- 提供文書 -
========
米国での調査レポート記事が出ていました。Cybersecurity Resource Centerのレポートでは、去年は少なくても全米で122のセキュリティインシデントが学校で発生した様です。
k12cybersecure.com
レポートの中に、インシデントの種類の表があったので引用してきますと、DDoS攻撃よりも、フィッシングやランサムが多く全体の25%を占めています。(結果として?)データ漏洩も46.7%、約半分がデータ漏洩までしてしまっている様です。

犯行動機については、4つのプロファイリング結果が挙げられていました。
・現在および以前のK-12スタッフによるデータの許可されていない開示。主に - ただし排他的ではない - 人的ミスによるもの。※設定ミス
・学区との関係でベンダー/パートナーが保有するK-12データの不正開示。※サプライチェーン
・K-12の生徒によるデータへの不正アクセス。好奇心からまたは学校の記録(成績、出席記録、または金融収支の残高を含む)を修正したいという欲求からのもの。※学生の好奇心
・未知の外部アクターによるデータへの不正アクセス。悪質な目的のために。※外部ハッカー
(レポートより引用 ※機械翻訳)
その他にレポートの内容の要点部分だけを抜き出すと、
①2018年には、生徒のデータがK-12のデータ漏洩/侵害の60%以上に含まれていました。
②2018年の間に、すべてのK-12デジタルデータ侵害の46パーセントが、現在および以前の学校職員に関するデータ(給与計算または他の人事記録など)を含んでいました。
========
- 提供データ -
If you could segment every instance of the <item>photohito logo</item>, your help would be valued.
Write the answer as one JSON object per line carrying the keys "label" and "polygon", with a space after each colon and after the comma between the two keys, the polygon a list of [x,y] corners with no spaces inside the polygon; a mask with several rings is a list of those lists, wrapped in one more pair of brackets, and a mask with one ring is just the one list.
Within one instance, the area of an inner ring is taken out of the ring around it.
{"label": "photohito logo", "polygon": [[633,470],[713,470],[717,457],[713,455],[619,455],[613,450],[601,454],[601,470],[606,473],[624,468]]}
========
- 確認問題 -
(a) 学校のセキュリティインシデントに関する提供文書に基づき、次の問いに答えてください。
(i) 昨年、全米の学校で発生したセキュリティインシデントは少なくとも何件とされていますか。
(ii) 犯行動機について挙げられたプロファイリング結果はいくつですか。
(iii) 2018年、生徒のデータが含まれていたのはK-12のデータ漏洩/侵害の何%以上ですか。
(b) 学校のセキュリティインシデントに関する提供文書の「犯行動機については、4つのプロファイリング結果が挙げられていました。」から「記録など)を含んでいました。」までの部分を、「不正アクセス」をすべて「無許可のアクセス」に差し替えて書き直してください。
(c) 学校のセキュリティインシデントに関する提供文書の続きを、最後の文の後から書き進めてください。
一覧は、提供文書とは別の出典から取得したものです。

- 設問別解答 -
(a)
(i) 122件
(ii) 4つ
(iii) 60%以上

(b)
犯行動機については、4つのプロファイリング結果が挙げられていました。
・現在および以前のK-12スタッフによるデータの許可されていない開示。主に - ただし排他的ではない - 人的ミスによるもの。※設定ミス
・学区との関係でベンダー/パートナーが保有するK-12データの不正開示。※サプライチェーン
・K-12の生徒によるデータへの無許可のアクセス。好奇心からまたは学校の記録(成績、出席記録、または金融収支の残高を含む)を修正したいという欲求からのもの。※学生の好奇心
・未知の外部アクターによるデータへの無許可のアクセス。悪質な目的のために。※外部ハッカー
(レポートより引用 ※機械翻訳)
その他にレポートの内容の要点部分だけを抜き出すと、
①2018年には、生徒のデータがK-12のデータ漏洩/侵害の60%以上に含まれていました。
②2018年の間に、すべてのK-12デジタルデータ侵害の46パーセントが、現在および以前の学校職員に関するデータ(給与計算または他の人事記録など)を含んでいました。

(c)
③おそらく、2018年に最も懸念されているのは、学区の職員を標的とした多数のフィッシング攻撃の成功です。
④2018年のK-12サイバーインシデント全体の15パーセント以上を占めるランサムウェアやその他のマルウェアの発生への対応は、近年行われているもう1つの一般的な課題です。
⑤2018年に学区が経験したインシデントの約5%を占める、学校が管理するソーシャルメディアとWebサイトの改ざんは、特に子供を対象とした公共機関にとって厄介なサイバーインシデントの一種です。
(レポートより引用 ※機械翻訳)
◆キタきつねの所感
要点だけ抜いたので、何を言っているのか分かりにくいかも知れませんが、レポートをざっと読んだ感じでは、
①はサイバー攻撃によって窃取した学生のデータは、すぐにダークウェブで売られているという事を指している様です。
②は教職員の個人情報や、給与情報、納税申告書などが漏洩している(新たな標的型攻撃に使えそうなクレデンシャル)事を指している様です。
③はビジネスメール詐欺(BEC)が増えていて、2018年は大きな(金銭的)被害を受けた事を指している様です。日本はまだ米国の様に学校でのICT化が進んでない学校が多いと思いますが、恐らくICT化が進むと・・・同じ事が起きるのだと思います。
④はビジネスメール詐欺とあわせて、去年多くの学校が被害を受けたランサム攻撃を指しています。バックアップから復旧できずにハッカーにランサム(身代金)を払ったケースも多い様です。
⑤はインシデント比率は低いものの、学校のサイト(SNS)が改ざんされ、水飲み場攻撃に使われたケースをっ指している様で、危険内サイトに自動的にリダイレクトさせたり、学校の運営を妨害する様なメッセージが投稿されたりされたケースが多い様です。
学校セクターへの攻撃については、重要インフラ程に日本では警戒されてませんが、病院、公共施設などと同じく、公共性の高い施設が攻撃を受けるとサービスが停止してしまう事を恐れて、ランサム(身代金)を払う事例が多数出てきているので、特にフィッシングメール(と予算を持つ大学の経理部門へのビジネスメール詐欺)には警戒する必要があるのではないでしょうか。